Description of the task> Print nothing except the lines of the listing below from the line with "Exercise. Mark the ponytail" to the line with "Exercise. Mark the white wall", each exactly as written, both ends included.

The data>
+ + + +

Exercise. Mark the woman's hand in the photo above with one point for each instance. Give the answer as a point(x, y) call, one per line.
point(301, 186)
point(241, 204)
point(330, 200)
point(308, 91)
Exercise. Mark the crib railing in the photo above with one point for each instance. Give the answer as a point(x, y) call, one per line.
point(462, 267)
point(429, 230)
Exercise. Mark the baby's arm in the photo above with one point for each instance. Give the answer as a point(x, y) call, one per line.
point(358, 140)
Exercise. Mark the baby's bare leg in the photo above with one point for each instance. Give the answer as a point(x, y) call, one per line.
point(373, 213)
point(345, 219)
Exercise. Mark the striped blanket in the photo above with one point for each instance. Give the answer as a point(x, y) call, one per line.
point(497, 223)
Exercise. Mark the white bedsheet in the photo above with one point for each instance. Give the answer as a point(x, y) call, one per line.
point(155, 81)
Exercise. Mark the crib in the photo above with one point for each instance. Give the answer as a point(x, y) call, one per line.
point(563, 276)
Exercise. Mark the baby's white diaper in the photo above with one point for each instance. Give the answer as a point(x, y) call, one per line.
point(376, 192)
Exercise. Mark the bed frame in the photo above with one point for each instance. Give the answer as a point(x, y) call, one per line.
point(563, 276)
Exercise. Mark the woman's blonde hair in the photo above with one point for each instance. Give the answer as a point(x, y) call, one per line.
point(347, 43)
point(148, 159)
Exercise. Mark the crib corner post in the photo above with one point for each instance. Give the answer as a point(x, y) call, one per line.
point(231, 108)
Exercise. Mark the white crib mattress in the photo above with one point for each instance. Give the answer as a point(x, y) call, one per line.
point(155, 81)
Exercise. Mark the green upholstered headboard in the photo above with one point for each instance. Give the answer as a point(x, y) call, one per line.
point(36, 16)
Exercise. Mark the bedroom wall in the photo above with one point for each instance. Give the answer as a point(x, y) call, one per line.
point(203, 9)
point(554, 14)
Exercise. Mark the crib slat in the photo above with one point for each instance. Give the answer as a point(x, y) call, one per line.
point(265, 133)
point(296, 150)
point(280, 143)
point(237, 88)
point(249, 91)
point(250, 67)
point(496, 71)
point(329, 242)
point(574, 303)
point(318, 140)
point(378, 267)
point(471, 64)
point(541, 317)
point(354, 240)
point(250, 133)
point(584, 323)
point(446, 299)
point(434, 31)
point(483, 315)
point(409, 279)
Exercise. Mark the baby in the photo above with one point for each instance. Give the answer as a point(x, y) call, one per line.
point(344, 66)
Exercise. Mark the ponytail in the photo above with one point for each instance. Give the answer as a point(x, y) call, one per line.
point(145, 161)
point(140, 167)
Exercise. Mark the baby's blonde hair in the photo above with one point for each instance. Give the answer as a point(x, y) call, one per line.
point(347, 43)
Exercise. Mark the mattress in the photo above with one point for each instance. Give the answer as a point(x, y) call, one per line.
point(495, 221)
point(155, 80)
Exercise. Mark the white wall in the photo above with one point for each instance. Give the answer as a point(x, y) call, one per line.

+ + + +

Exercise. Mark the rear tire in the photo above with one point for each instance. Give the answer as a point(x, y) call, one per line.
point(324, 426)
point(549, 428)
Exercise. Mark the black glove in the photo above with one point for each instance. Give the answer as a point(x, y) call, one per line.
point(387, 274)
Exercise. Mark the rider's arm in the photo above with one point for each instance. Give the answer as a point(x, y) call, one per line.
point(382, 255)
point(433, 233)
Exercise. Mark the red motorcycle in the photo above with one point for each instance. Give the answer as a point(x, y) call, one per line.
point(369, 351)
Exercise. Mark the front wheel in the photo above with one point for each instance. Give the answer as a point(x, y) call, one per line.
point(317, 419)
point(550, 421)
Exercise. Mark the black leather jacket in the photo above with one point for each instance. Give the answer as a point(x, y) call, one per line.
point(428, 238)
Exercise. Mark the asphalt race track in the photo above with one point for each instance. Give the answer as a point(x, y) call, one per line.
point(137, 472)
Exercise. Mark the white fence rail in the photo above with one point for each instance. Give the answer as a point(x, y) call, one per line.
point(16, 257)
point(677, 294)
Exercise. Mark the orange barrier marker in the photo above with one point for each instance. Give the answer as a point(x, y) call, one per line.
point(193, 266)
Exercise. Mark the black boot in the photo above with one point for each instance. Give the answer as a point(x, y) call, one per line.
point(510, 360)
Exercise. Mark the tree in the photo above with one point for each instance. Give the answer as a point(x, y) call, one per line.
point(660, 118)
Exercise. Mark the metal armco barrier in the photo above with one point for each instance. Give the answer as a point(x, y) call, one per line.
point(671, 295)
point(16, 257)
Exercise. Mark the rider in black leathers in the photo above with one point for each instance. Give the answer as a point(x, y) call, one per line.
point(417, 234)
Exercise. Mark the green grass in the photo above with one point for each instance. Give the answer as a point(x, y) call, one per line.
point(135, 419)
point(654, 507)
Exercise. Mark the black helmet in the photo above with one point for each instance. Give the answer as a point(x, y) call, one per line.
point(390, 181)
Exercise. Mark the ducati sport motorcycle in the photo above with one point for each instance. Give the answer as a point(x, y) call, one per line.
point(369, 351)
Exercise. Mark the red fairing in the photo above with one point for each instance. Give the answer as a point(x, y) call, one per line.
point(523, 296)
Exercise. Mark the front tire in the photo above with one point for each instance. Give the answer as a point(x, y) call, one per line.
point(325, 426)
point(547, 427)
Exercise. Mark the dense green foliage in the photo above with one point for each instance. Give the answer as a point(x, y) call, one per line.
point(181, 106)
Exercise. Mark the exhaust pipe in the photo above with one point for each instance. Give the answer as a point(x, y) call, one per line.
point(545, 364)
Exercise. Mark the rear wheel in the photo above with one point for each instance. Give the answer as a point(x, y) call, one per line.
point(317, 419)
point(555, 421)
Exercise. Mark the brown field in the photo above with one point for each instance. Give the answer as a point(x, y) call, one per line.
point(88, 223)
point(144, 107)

+ + + +

Reply to the task>
Exercise. Mark the ponytail in the photo above with one point for each instance. Give the answer as a point(x, y) call, one per line.
point(145, 161)
point(140, 167)
Exercise. Mark the baby's blonde hair in the photo above with one point for each instance. Give the answer as a point(x, y) call, one per line.
point(347, 43)
Exercise. Mark the mattress in the photo above with one point for each instance. Give the answer as a point(x, y) call, one per line.
point(495, 221)
point(155, 80)
Exercise. Mark the white wall in the photo above with one point for each instance. Give the answer as a point(x, y) call, one per line.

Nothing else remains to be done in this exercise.